• _Short task_: Can you format all of the data below as a numbered list, with blank lines and pictures left out?

* Start *

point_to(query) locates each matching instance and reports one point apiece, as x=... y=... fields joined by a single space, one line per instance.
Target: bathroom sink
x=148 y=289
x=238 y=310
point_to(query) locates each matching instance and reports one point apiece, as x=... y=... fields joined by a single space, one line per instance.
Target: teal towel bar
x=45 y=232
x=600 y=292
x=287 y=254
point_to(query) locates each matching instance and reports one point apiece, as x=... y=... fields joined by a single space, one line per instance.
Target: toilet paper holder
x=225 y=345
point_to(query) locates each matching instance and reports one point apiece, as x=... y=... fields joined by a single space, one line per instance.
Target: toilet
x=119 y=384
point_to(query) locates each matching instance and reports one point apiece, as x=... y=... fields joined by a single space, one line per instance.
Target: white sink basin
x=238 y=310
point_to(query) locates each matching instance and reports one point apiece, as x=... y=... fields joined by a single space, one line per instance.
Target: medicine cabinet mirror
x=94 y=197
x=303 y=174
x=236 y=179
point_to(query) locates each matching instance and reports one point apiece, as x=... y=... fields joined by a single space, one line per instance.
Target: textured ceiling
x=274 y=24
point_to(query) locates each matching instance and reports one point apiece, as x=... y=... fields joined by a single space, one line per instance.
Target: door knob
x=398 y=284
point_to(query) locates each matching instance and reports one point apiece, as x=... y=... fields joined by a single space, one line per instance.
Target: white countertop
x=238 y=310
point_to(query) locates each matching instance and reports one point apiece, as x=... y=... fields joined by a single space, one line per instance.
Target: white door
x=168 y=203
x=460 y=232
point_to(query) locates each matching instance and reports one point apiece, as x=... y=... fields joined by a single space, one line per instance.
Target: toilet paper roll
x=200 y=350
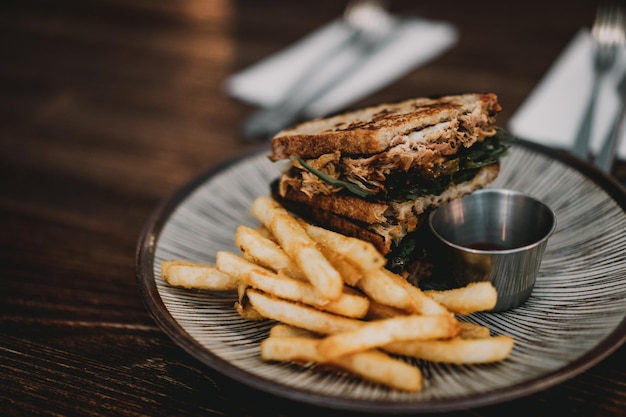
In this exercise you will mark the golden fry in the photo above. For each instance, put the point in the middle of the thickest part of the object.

* End *

• _Solution to the problem_:
1. point_to(query) locates each matching instance and reports one point apiece, as x=... y=... fields joined by a single space, one line per instance.
2. Target: bathroom sink
3. x=148 y=289
4. x=238 y=310
5. point_to(query) locates each matching instance and reports one point apiece, as x=... y=... fields joined by a single space, one line per instance.
6. Target: teal towel bar
7. x=45 y=232
8. x=600 y=292
9. x=287 y=254
10. point_to(query) locates each matching instance and reports one point apiece, as x=... y=... fields joined by a single space, one line per instance.
11. Target: toilet paper holder
12. x=225 y=345
13. point_to(query) locates each matching instance and reports one point apiece, as x=... y=... fields joined by a single space, one line per instance.
14. Target: toilet
15. x=119 y=384
16. point_to(query) locates each matching instance and reports one point apiece, as x=... y=... fields joined by a single space, one line per instance.
17. Target: white sink basin
18. x=238 y=310
19. point_to(query) locates each matching instance and reports one point apiece, as x=... y=... fields joined by a single space, one line per instance.
20. Target: medicine cabinet mirror
21. x=94 y=197
22. x=303 y=174
23. x=236 y=179
24. point_to(query) locates each matching instance and reports one point apiece, as x=... y=... fields joined by a single space, one line per instance.
25. Target: textured ceiling
26. x=274 y=24
27. point_to(query) locates each matching instance and reports one point apiece, as x=... y=... fields joined by a single space, one line per instance.
28. Target: door knob
29. x=398 y=284
30. point_to(query) locates each matching instance and reports one point apiece, as x=... y=... fields joined by a single space, one line per instance.
31. Target: white countertop
32. x=238 y=310
33. point_to(query) locates each matching instance and reports one point apiece, as x=... y=... fields joined by a single space, one line per instance.
34. Target: white door
35. x=168 y=203
36. x=460 y=232
37. point_to(query) locates each matching instance and reports one point apiece, as x=... y=... fields joined by a single space, one line per instance.
38. Target: toilet paper roll
39. x=200 y=350
40. In this exercise you will mark the golden fry in the photo above. For each instance, put the point in the middle of the thickest part of the object.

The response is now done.